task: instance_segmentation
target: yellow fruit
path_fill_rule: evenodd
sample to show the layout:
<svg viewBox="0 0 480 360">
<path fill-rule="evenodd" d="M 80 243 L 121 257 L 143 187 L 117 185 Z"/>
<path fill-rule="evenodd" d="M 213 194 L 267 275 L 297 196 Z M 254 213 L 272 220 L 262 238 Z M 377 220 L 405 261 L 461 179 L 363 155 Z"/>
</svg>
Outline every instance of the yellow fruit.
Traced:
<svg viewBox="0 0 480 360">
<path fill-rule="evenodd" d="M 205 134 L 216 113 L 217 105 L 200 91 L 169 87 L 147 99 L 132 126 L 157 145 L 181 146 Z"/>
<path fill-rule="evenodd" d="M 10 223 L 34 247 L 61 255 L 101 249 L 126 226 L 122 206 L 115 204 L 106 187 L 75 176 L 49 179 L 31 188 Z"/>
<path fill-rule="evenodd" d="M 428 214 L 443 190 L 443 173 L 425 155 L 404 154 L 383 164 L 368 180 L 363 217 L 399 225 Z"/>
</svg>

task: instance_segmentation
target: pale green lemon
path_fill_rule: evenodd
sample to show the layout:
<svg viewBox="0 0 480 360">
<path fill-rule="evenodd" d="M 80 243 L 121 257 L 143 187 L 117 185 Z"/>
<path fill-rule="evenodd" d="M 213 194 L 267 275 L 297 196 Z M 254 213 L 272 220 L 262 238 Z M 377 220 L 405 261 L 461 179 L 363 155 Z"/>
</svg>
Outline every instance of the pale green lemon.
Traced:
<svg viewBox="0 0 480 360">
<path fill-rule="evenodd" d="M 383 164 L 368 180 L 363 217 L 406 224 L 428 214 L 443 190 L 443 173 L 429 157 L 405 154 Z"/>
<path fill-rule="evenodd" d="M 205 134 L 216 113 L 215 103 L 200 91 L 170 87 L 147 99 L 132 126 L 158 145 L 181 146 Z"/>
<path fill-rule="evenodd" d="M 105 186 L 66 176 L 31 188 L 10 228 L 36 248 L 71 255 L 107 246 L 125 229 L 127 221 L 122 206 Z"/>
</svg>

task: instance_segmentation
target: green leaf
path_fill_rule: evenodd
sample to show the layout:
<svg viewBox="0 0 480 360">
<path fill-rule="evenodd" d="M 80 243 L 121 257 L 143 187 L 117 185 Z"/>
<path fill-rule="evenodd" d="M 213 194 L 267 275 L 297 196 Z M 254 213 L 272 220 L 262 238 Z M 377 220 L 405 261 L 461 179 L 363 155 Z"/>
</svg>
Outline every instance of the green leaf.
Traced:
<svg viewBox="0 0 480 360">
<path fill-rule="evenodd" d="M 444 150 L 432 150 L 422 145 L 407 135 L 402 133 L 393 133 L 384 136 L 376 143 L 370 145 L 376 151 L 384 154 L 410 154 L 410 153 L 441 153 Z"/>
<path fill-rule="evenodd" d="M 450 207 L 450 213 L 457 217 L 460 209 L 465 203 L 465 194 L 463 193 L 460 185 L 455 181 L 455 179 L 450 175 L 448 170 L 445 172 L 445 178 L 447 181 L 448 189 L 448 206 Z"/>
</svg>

Action item:
Having output the line that contains "Outline every instance of the pale", stop. Every line before it, back to the first line of the data, must be reproduced exactly.

Answer:
task: instance_segmentation
target: yellow fruit
path_fill_rule: evenodd
sample to show the layout:
<svg viewBox="0 0 480 360">
<path fill-rule="evenodd" d="M 80 243 L 121 257 L 143 187 L 117 185 Z"/>
<path fill-rule="evenodd" d="M 213 194 L 267 275 L 297 196 Z M 254 213 L 272 220 L 262 238 Z M 377 220 L 405 261 L 461 179 L 363 155 Z"/>
</svg>
Outline every instance of the yellow fruit.
Traced:
<svg viewBox="0 0 480 360">
<path fill-rule="evenodd" d="M 205 134 L 216 113 L 217 105 L 200 91 L 169 87 L 147 99 L 132 126 L 157 145 L 181 146 Z"/>
<path fill-rule="evenodd" d="M 10 223 L 34 247 L 61 255 L 101 249 L 126 226 L 122 206 L 115 204 L 106 187 L 75 176 L 49 179 L 31 188 Z"/>
<path fill-rule="evenodd" d="M 428 214 L 443 190 L 443 173 L 425 155 L 404 154 L 383 164 L 368 180 L 363 217 L 399 225 Z"/>
</svg>

task: instance_segmentation
target: pale green lemon
path_fill_rule: evenodd
sample to show the layout:
<svg viewBox="0 0 480 360">
<path fill-rule="evenodd" d="M 80 243 L 121 257 L 143 187 L 117 185 Z"/>
<path fill-rule="evenodd" d="M 213 194 L 267 275 L 297 196 Z M 254 213 L 272 220 L 262 238 Z M 377 220 L 405 261 L 461 179 L 363 155 Z"/>
</svg>
Outline every instance of the pale green lemon.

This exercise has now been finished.